**Document text**
[Start of Attachment]

Nachmanides’ observation in Leviticus 26:11 refers to an ideal state of the covenantal community enjoying unlimited divine grace and has no application, therefore, to the imperfect state of affairs of the ordinary world.
The passage in II Chronicles 16:12: “yet in his disease he sought not to the Lord, but to physicians” referred to priest-doctors who employed pagan rites and magic in order to “heal” the sick.
The doctrine of faith in God’s charity, , is not to be equated with the folly of the mystical doctrine of quietism, which in its extreme form exempts man from his duty of attending to his own needs and lets him wait in “holy” idleness and indifference for God’s intervention. This kind of repose is wholly contrary to the repose which the Halakhah recommends: the one which follows human effort and remedial action. Man must first use his own skill and try to help himself as much as possible. Then, and only then, man may find repose and quietude in God and be confident that his effort and action will be crowned with success. The initiative, says the Halakhah, belongs to man; the successful realization, to God.
Certainly, “except the Lord build the house, they labor in vain that build it,” but if those who labor stop building, there will be no house. The Lord wants man to undertake the task which He, in His infinite grace, completes.
* I hardly believe that any responsible man of faith, who is verily interested in the destiny of his community and wants to see it thriving and vibrant, would recommend now the philosophy of contemptus saeculi. I believe that even within the classical medieval tradition the monastic-ascetic approach was just an undercurrent and that the philosophers and moralists moving with the mainstream of religious thought preached the doctrine of human optimism and activism.
* Jewish eschatology beholds the great vision of a united majestic-covenantal community in which all oppositions will be reconciled and absolute harmony will prevail. When Zechariah proclaimed “the Lord shall be King over all the earth; on that day the Lord shall be one and His name one,” he referred not to the unity of God, which is absolute and perfect even now, but to the future unity of creation, which is currently torn asunder by inner contradictions. On that distant day the dialectical process will come to a close and man of faith as well as majestic man will achieve full redemption in a united world.

[End of Attachment]

**Given entries**
[Start of Attachment]

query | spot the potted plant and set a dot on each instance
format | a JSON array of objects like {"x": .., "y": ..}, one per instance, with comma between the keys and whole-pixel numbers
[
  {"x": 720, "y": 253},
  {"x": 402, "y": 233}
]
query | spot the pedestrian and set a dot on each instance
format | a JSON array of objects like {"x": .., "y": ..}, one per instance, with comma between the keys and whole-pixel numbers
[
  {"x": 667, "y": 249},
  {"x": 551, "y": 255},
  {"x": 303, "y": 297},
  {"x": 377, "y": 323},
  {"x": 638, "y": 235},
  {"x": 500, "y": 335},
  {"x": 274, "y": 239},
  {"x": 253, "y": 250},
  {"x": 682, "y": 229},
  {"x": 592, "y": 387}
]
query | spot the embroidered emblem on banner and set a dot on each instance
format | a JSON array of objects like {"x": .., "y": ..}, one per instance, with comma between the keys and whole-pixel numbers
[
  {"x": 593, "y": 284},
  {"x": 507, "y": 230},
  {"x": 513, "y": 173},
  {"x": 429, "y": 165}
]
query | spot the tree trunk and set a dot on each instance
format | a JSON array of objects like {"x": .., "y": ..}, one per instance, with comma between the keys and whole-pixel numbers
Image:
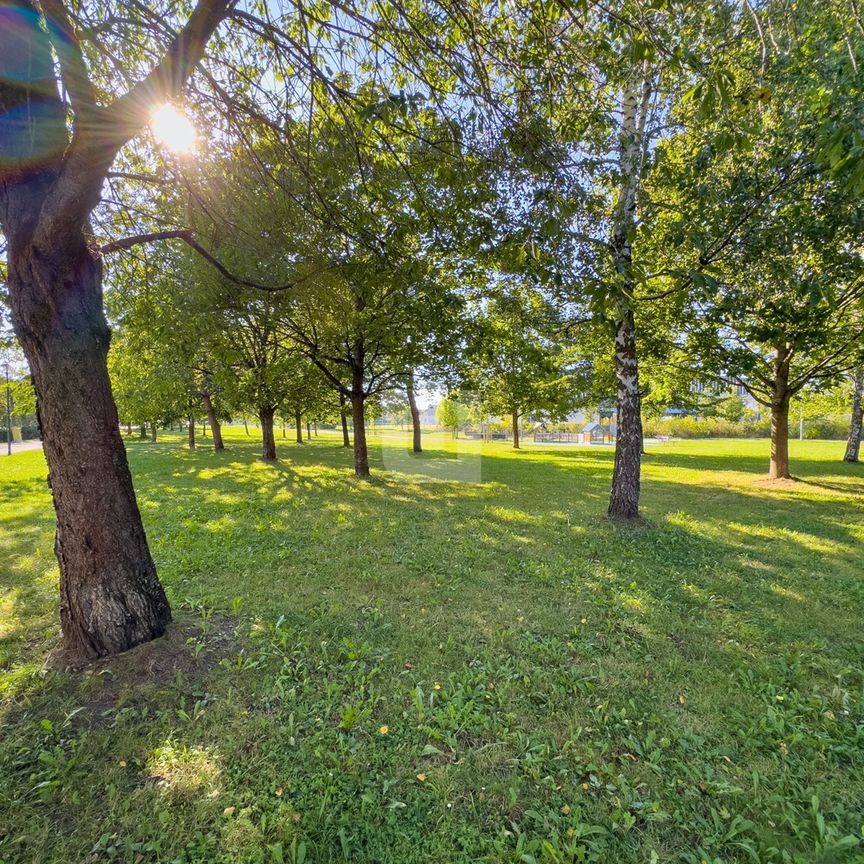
[
  {"x": 110, "y": 597},
  {"x": 415, "y": 413},
  {"x": 346, "y": 440},
  {"x": 361, "y": 451},
  {"x": 779, "y": 466},
  {"x": 854, "y": 444},
  {"x": 624, "y": 500},
  {"x": 268, "y": 441},
  {"x": 215, "y": 426},
  {"x": 636, "y": 100},
  {"x": 50, "y": 182}
]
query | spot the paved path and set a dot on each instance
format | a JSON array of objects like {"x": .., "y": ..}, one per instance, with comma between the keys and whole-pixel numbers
[{"x": 20, "y": 447}]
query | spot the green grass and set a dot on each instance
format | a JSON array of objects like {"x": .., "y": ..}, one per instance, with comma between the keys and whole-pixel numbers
[{"x": 565, "y": 688}]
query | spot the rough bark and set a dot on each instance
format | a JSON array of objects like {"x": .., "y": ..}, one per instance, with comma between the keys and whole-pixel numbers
[
  {"x": 853, "y": 445},
  {"x": 346, "y": 439},
  {"x": 361, "y": 451},
  {"x": 110, "y": 597},
  {"x": 624, "y": 500},
  {"x": 268, "y": 440},
  {"x": 415, "y": 414},
  {"x": 780, "y": 397},
  {"x": 215, "y": 425}
]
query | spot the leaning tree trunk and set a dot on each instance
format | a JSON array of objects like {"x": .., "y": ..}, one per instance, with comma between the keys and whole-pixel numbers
[
  {"x": 854, "y": 444},
  {"x": 415, "y": 414},
  {"x": 110, "y": 597},
  {"x": 50, "y": 182},
  {"x": 343, "y": 411},
  {"x": 624, "y": 501},
  {"x": 268, "y": 441},
  {"x": 780, "y": 398},
  {"x": 215, "y": 425},
  {"x": 361, "y": 451}
]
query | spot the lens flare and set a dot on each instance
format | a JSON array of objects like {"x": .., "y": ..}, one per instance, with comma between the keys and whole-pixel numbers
[{"x": 173, "y": 129}]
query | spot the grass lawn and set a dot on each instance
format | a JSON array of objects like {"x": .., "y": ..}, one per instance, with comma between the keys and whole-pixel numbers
[{"x": 461, "y": 661}]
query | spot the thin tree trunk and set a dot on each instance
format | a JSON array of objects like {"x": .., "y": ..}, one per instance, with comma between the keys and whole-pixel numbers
[
  {"x": 215, "y": 426},
  {"x": 268, "y": 441},
  {"x": 415, "y": 414},
  {"x": 779, "y": 466},
  {"x": 624, "y": 500},
  {"x": 343, "y": 411},
  {"x": 361, "y": 451},
  {"x": 853, "y": 446}
]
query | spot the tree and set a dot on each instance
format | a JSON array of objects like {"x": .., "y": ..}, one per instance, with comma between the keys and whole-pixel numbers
[
  {"x": 50, "y": 182},
  {"x": 784, "y": 310},
  {"x": 854, "y": 443},
  {"x": 515, "y": 365}
]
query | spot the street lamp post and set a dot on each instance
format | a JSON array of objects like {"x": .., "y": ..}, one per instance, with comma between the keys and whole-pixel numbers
[{"x": 8, "y": 412}]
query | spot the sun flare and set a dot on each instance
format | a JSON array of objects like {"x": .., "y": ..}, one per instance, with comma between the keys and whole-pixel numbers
[{"x": 173, "y": 129}]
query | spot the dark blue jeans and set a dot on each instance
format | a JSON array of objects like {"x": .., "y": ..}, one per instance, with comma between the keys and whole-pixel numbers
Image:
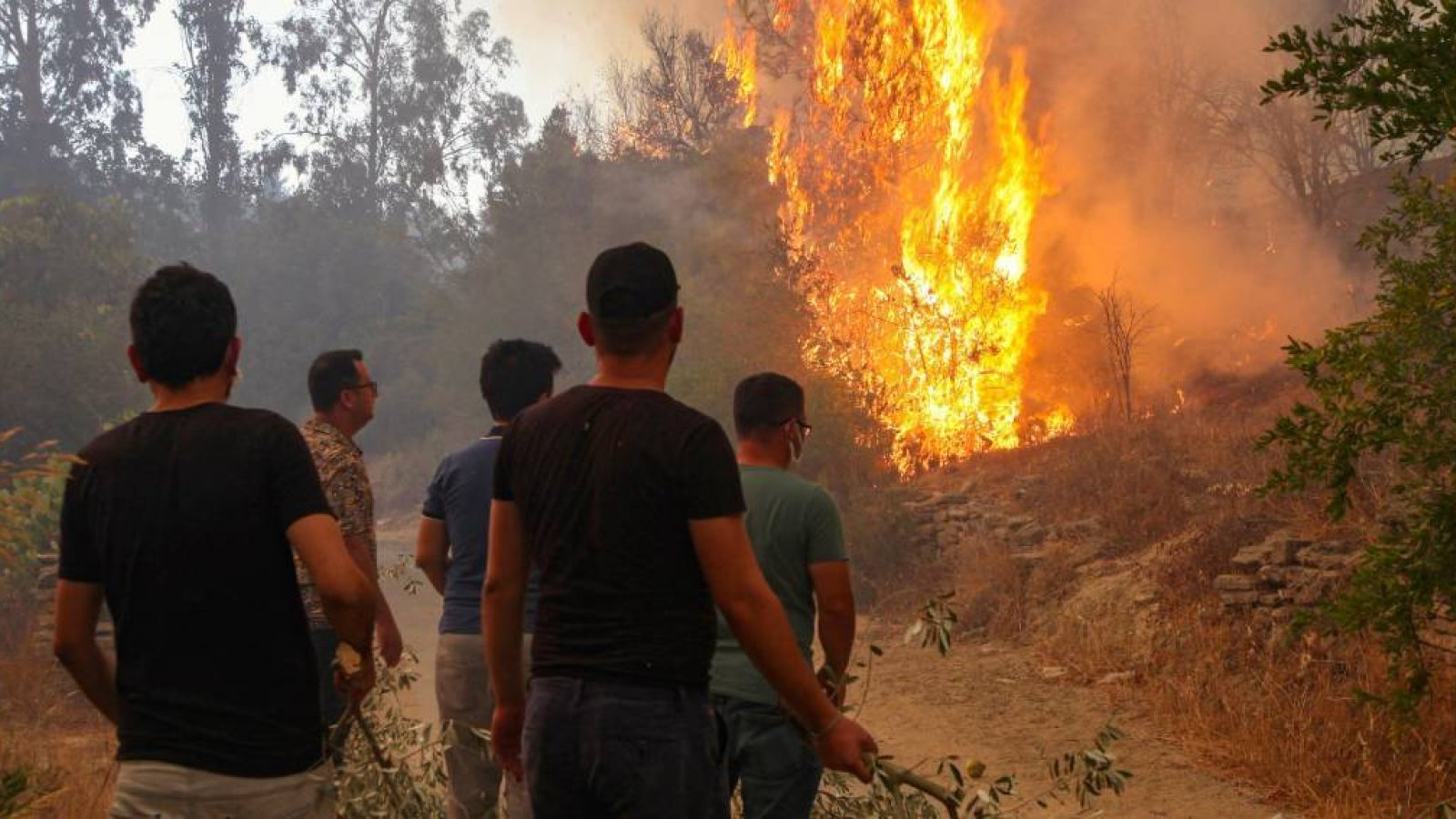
[
  {"x": 768, "y": 755},
  {"x": 612, "y": 749}
]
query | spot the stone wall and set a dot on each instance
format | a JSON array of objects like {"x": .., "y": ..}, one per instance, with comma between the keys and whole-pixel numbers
[
  {"x": 946, "y": 521},
  {"x": 1286, "y": 571}
]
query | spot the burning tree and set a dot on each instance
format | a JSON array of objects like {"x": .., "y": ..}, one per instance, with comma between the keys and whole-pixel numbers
[
  {"x": 910, "y": 182},
  {"x": 1387, "y": 385}
]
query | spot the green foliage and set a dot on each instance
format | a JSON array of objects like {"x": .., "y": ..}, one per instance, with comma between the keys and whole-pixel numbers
[
  {"x": 393, "y": 765},
  {"x": 67, "y": 109},
  {"x": 66, "y": 273},
  {"x": 1077, "y": 777},
  {"x": 400, "y": 106},
  {"x": 895, "y": 792},
  {"x": 29, "y": 509},
  {"x": 1390, "y": 63},
  {"x": 19, "y": 790},
  {"x": 1385, "y": 388}
]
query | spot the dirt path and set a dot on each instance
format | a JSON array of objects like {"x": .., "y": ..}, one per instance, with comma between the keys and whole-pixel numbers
[
  {"x": 985, "y": 702},
  {"x": 992, "y": 703}
]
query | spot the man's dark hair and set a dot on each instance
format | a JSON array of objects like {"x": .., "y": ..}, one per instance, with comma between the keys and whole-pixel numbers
[
  {"x": 329, "y": 375},
  {"x": 182, "y": 321},
  {"x": 514, "y": 373},
  {"x": 764, "y": 401}
]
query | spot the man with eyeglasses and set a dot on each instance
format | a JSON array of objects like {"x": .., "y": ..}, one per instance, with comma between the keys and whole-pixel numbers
[
  {"x": 342, "y": 397},
  {"x": 798, "y": 540}
]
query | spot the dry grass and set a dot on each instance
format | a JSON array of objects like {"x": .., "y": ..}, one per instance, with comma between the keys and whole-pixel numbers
[
  {"x": 1283, "y": 713},
  {"x": 48, "y": 733},
  {"x": 1174, "y": 499}
]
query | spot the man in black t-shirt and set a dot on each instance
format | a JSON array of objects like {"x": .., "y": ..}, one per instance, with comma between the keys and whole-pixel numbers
[
  {"x": 184, "y": 521},
  {"x": 631, "y": 506}
]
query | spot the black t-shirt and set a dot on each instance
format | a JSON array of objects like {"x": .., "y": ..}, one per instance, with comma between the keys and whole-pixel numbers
[
  {"x": 182, "y": 518},
  {"x": 606, "y": 481}
]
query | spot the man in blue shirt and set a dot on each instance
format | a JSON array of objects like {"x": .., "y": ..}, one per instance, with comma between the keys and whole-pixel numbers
[{"x": 450, "y": 550}]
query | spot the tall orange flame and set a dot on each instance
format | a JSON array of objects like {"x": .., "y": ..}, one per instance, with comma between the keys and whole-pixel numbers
[{"x": 910, "y": 186}]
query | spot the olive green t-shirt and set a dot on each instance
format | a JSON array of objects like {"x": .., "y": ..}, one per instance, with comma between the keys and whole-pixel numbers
[{"x": 793, "y": 523}]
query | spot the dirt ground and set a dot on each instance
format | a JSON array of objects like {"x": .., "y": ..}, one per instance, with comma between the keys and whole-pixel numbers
[
  {"x": 985, "y": 702},
  {"x": 995, "y": 704}
]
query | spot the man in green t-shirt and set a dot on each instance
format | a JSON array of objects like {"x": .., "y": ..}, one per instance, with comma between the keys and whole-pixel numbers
[{"x": 800, "y": 544}]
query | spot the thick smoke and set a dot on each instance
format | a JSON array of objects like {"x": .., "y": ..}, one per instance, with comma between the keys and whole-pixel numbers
[
  {"x": 1174, "y": 179},
  {"x": 1227, "y": 220}
]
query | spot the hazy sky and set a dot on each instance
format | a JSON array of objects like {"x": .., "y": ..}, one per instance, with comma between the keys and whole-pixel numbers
[{"x": 561, "y": 47}]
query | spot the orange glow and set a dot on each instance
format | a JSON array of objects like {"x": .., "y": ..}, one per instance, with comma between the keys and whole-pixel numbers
[
  {"x": 739, "y": 57},
  {"x": 912, "y": 186}
]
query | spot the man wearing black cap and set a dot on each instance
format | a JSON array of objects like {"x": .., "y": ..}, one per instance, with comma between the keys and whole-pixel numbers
[{"x": 631, "y": 506}]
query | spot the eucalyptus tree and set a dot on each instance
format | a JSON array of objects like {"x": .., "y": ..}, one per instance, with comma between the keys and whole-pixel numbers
[
  {"x": 215, "y": 34},
  {"x": 67, "y": 106},
  {"x": 400, "y": 113}
]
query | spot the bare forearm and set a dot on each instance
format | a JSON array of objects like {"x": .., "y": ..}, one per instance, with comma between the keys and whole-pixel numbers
[
  {"x": 501, "y": 622},
  {"x": 836, "y": 632},
  {"x": 764, "y": 634},
  {"x": 91, "y": 668},
  {"x": 353, "y": 618}
]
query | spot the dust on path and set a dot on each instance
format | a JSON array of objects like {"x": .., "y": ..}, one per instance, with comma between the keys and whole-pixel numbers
[{"x": 992, "y": 703}]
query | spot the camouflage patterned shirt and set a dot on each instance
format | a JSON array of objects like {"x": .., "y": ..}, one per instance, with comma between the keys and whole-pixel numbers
[{"x": 346, "y": 482}]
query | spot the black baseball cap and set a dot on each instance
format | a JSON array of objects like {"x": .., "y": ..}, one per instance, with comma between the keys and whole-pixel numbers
[{"x": 632, "y": 281}]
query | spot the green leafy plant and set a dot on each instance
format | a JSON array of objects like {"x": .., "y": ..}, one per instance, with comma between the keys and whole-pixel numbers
[
  {"x": 393, "y": 765},
  {"x": 1385, "y": 387},
  {"x": 895, "y": 792},
  {"x": 29, "y": 509}
]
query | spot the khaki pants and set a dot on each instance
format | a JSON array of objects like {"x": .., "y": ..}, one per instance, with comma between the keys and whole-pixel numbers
[
  {"x": 160, "y": 790},
  {"x": 466, "y": 702}
]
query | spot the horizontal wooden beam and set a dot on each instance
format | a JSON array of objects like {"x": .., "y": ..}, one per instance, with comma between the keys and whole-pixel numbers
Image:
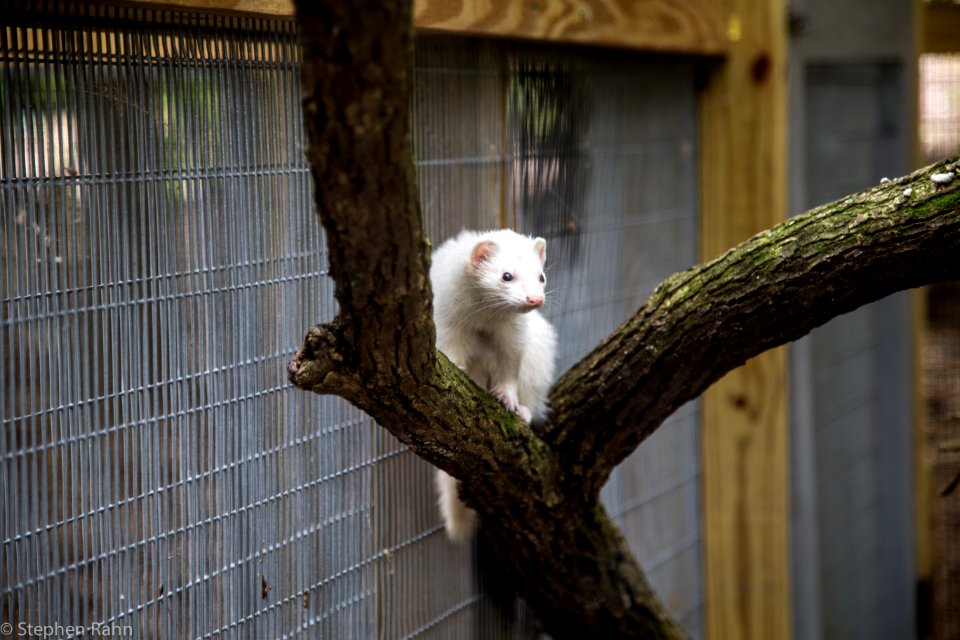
[{"x": 695, "y": 27}]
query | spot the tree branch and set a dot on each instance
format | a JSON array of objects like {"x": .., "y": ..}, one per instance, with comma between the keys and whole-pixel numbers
[
  {"x": 538, "y": 494},
  {"x": 774, "y": 288}
]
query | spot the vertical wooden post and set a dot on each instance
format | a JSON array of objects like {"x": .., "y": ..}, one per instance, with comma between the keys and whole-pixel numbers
[{"x": 745, "y": 439}]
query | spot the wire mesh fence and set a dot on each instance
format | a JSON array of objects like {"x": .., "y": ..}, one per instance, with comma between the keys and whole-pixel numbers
[{"x": 162, "y": 261}]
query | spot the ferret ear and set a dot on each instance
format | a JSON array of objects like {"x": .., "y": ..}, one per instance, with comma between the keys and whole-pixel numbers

[End of Attachment]

**Tasks**
1. Reproduce the passage on faith and human effort starting with "Nachmanides’ observation in" and going on through "the ordinary world.".
2. In the passage on faith and human effort, to whom does the Halakhah assign the initiative, and to whom the successful realization?

**Response list**
1.
Nachmanides’ observation in Leviticus 26:11 refers to an ideal state of the covenantal community enjoying unlimited divine grace and has no application, therefore, to the imperfect state of affairs of the ordinary world.

2. The initiative belongs to man, and the successful realization belongs to God.